Page
By Claudette Roulo
American Forces Press Service
WASHINGTON, Feb. 4, 2014 – Never in his more than 50 years
of intelligence experience has the nation been beset by more crises and threats
from around the world than it now faces, Director of National Intelligence
James R. Clapper said today during a House hearing on worldwide threats.
The long list of global threats includes terrorism,
sectarian violence and radical extremism, Clapper said.
“And there are many other crises and threats around the
globe,” he added, “to include the spillover of the Syria conflict into
neighboring Lebanon and Iraq, the destabilizing flood of refugees in Jordan,
Turkey and Lebanon — now about 2.5 million people, essentially one of the
largest humanitarian disasters in a decade.”
Adding to the list of threats, Clapper said, are the
implications of the drawdown in Afghanistan, the deteriorating internal
security posture in Iraq, the growth of foreign cyber capabilities, the
proliferation of weapons of mass destruction, aggressive nation-state
intelligence efforts against the United States, an assertive Russia, a
competitive China, a dangerous and unpredictable North Korea, a challenging
Iran, the lingering ethnic divisions in the Balkans, and perpetual conflict and
extremism throughout Africa.
“I could go on with this litany, but suffice to say that we
live in a complex, dangerous world,” he said.
The intelligence community also is threatened by the fallout
from leaks by former contract employee Edward Snowden, Clapper said. Though he
didn’t want to dwell on the debate about Snowden's motives, he added, he did
want to address the damage caused by his disclosures.
“As a consequence, in my view, this nation is less safe and
its people less secure,” he said. “What Snowden has stolen and exposed has gone
way, way beyond his professed concerns with so-called domestic surveillance
programs. As a result, we've lost critical foreign intelligence collections
sources, including some shared with us by valued partners.”
The leaks have provided terrorists and other adversaries
insight into U.S. intelligence sources, methods and tradecraft, Clapper said.
“And the insights that they are gaining are making our jobs much, much harder,”
he added.
“The stark consequences of this perfect storm are plainly
evident,” he said. “The intelligence community is going to have less capacity
to protect our nation and its allies than we've had.”

Dataset entries

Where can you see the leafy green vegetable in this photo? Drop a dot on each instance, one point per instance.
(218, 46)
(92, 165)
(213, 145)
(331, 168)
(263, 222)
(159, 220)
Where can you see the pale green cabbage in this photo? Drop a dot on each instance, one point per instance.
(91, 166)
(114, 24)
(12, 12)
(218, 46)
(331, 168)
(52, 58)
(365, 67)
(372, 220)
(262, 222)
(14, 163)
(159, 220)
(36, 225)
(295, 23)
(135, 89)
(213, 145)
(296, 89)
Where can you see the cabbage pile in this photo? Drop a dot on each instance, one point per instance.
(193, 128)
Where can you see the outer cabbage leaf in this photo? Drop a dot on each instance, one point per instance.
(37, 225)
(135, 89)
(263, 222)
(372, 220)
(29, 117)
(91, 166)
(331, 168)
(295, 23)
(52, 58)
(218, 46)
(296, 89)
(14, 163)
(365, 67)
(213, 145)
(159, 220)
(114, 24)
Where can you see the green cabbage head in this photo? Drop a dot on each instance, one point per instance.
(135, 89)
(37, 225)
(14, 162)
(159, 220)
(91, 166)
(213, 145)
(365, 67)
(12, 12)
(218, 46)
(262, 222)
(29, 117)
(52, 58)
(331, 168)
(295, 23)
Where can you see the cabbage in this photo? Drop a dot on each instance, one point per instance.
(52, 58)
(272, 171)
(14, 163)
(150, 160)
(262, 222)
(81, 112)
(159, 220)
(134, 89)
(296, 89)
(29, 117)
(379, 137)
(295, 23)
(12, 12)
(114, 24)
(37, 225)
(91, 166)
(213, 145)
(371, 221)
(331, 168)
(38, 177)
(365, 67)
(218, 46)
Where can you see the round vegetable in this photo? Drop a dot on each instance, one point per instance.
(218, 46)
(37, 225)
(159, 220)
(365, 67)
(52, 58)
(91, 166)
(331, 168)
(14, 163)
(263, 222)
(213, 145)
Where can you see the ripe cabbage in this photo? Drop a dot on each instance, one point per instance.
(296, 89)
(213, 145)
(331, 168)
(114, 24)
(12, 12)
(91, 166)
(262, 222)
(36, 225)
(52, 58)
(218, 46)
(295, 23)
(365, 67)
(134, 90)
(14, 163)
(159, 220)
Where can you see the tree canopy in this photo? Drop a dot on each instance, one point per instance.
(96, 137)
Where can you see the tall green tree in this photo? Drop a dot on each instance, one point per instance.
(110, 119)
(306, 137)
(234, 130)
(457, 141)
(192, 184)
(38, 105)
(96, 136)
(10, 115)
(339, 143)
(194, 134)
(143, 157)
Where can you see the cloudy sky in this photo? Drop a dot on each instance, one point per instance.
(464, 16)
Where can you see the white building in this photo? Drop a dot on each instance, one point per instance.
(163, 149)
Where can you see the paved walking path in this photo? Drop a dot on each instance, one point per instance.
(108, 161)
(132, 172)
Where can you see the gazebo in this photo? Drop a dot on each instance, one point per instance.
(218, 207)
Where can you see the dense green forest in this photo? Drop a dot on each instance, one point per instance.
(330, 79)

==

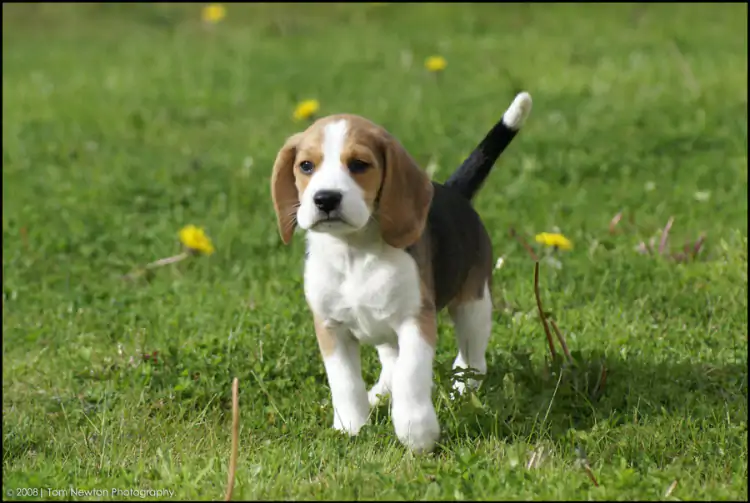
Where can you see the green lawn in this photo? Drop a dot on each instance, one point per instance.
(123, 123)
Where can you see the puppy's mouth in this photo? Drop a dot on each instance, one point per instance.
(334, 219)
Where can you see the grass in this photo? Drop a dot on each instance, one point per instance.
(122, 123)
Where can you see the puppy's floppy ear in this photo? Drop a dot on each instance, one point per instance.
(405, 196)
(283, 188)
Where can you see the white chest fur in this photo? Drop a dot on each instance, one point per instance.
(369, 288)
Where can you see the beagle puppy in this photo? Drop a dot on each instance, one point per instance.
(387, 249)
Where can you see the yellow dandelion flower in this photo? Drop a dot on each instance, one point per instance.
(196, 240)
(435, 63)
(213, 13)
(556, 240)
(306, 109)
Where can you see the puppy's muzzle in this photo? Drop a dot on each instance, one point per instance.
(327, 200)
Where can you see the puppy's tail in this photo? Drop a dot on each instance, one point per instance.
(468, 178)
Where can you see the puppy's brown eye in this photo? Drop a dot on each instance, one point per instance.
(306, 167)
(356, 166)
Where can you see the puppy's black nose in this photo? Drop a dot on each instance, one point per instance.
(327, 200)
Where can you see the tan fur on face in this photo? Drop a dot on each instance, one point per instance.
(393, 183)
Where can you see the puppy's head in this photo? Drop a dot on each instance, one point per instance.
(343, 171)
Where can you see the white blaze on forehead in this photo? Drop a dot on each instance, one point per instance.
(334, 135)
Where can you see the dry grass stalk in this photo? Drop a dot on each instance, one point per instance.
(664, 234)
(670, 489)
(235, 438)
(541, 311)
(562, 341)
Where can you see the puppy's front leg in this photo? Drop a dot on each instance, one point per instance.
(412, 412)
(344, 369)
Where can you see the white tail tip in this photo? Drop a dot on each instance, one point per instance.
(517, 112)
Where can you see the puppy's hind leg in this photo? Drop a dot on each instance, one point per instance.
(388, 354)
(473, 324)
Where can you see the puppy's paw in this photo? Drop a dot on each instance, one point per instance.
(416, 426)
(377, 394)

Exercise tasks
1: Rewrite the article on worldwide threats from "Adding to the" up to and including "by his disclosures.", substituting "catalog" for "litany".
2: Carry on the article on worldwide threats after its final sentence.

Results by task
1:
Adding to the list of threats, Clapper said, are the
implications of the drawdown in Afghanistan, the deteriorating internal
security posture in Iraq, the growth of foreign cyber capabilities, the
proliferation of weapons of mass destruction, aggressive nation-state
intelligence efforts against the United States, an assertive Russia, a
competitive China, a dangerous and unpredictable North Korea, a challenging
Iran, the lingering ethnic divisions in the Balkans, and perpetual conflict and
extremism throughout Africa.
“I could go on with this catalog, but suffice to say that we
live in a complex, dangerous world,” he said.
The intelligence community also is threatened by the fallout
from leaks by former contract employee Edward Snowden, Clapper said. Though he
didn’t want to dwell on the debate about Snowden's motives, he added, he did
want to address the damage caused by his disclosures.

2:
But if it’s necessary to operate with reduced capabilities
to restore the faith and confidence of the American people and their elected
representatives, Clapper said, “then we in the intelligence community will work
as hard as we can to meet the expectations before us.”
The major lesson for the intelligence community from the
revelations by Snowden and other leakers is that the community must lean in the
direction of transparency wherever and whenever it can, he said. “With greater
transparency about these intelligence programs, the American people may be more
likely to accept them,” Clapper noted.
President Barack Obama described the way forward for the
intelligence community in a speech Jan. 14, and a new presidential directive,
Clapper said. The major characteristic of this new direction is transparency,
he said.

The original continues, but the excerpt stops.